_Selected text_.
--------------------------------------------------
# Point & Shoot Camera Around 11K



## Shivam Pancholi (Oct 2, 2015)

Hello, I need a new Digital Camera. This will be my first one, so please help me decide. 
I'll purchase online as retail prices here(Vadodara) are not so good. 

Some camera's I've shortlisted:
Olympus SZ-17 

Canon SX610 HS

Nikon Coolpix S9600


Looking for camera's which can take good macro shots, full hd recording and CMOS censor.
If you have any other suggestion, please share it and assist me.
Thank you.


----------



## nac (Oct 2, 2015)

If you can find S9600 in that budget, sure you can go for it. If it shoots up your budget by couple of thousands, P530 could be a better deal.

BTW, I didn't know Olympus SZ17 exists until now. I highly doubt it's authenticity, even if you get manufacturers warranty don't even consider this model.


----------



## Shivam Pancholi (Oct 2, 2015)

nac said:


> If you can find S9600 in that budget, sure you can go for it. If it shoots up your budget by couple of thousands, P530 could be a better deal.
> 
> BTW, I didn't know Olympus SZ17 exists until now. I highly doubt it's authenticity, even if you get manufacturers warranty don't even consider this model.



Thank for the reply.  
SZ 17 is re-brand of SZ 16. 
P530 is way out of my budget, so I can't buy it.  
Can S9600 take good macro pics? because that is the priority.


----------



## nac (Oct 2, 2015)

Shivam Pancholi said:


> Can S9600 take good macro pics? because that is the priority.


It takes good macros. But how good you expect from this camera? Better google/flickr before deciding.

BTW, I don't see big price difference between S9600 and P530.


----------



## Shivam Pancholi (Oct 2, 2015)

nac said:


> It takes good macros. But how good you expect from this camera? Better google/flickr before deciding.
> 
> BTW, I don't see big price difference between S9600 and P530.



Difference between S9600 and P530 is around 1.8K, so that high, considering I'll buy 16gb card and a tripod.
Getting confused, saw This Nikon Coolpix L340 and now i'm more confused. is this any good?
I'll try to find some pics taken by S9600.


----------



## nac (Oct 2, 2015)

If you asked few years ago, I wouldn't think too much about slow performance of CCD housed camera. But even then I wouldn't consider L3xx Nikon bridge. Would I consider L340 today??? A BIG NO.
--------------------------------------------------
_Requests_.
a - In the camera forum thread, switch "full hd" to "4K" and write out the part that opens with the words "I'll purchase online" and closes with "and assist me.".
b - Resume the forum thread on choosing a point-and-shoot camera, carrying on after its final sentence.

_Source material_.
--------------------------------------------------
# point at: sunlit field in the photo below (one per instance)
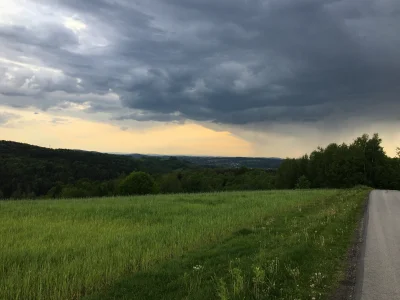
--------------------------------------------------
_Results by task_.
a -
I'll purchase online as retail prices here(Vadodara) are not so good. 

Some camera's I've shortlisted:
Olympus SZ-17 

Canon SX610 HS

Nikon Coolpix S9600


Looking for camera's which can take good macro shots, 4K recording and CMOS censor.
If you have any other suggestion, please share it and assist me.

b -
For 1.8k it's worth it.


----------



## Shivam Pancholi (Oct 2, 2015)

Yeah, CCDs. I missed this in description. guess its S9600(or P530 if there is a sale), after I find some sample pics ofc.  
Thanks for the reply.


----------



## Shivam Pancholi (Oct 13, 2015)

[MENTION=125321]nac[/MENTION] Hey, I went to multiple shops, finally found P530. Took sample pics and really impressed with the quality. 
 So, I decided to stretch my budget for P530.  
Going to learn some basics first. Will start to share Pics from late next month. 
Thanks for the Suggestion.


----------



## nac (Oct 13, 2015)

Shivam Pancholi said:


> @nac  Hey, I went to multiple shops, finally found P530. Took sample pics and really impressed with the quality.
> So, I decided to stretch my budget for P530.
> Going to learn some basics first. Will start to share Pics from late next month.
> Thanks for the Suggestion.


You're stretching your budget to buy P530 or you already bought it?
You're welcome.


----------



## Shivam Pancholi (Oct 13, 2015)

nac said:


> You're stretching your budget to buy P530 or you already bought it?
> You're welcome.


Not yet bought. Will buy at the end of the Month. Its currently 12.3K on Ebay, but no money. So, I will have to wait.


----------



## nac (Oct 13, 2015)

Don't wait too long. These offers don't last long (just my four year observation).


----------



## Shivam Pancholi (Oct 13, 2015)

Yep, I'll try to buy as soon as possible.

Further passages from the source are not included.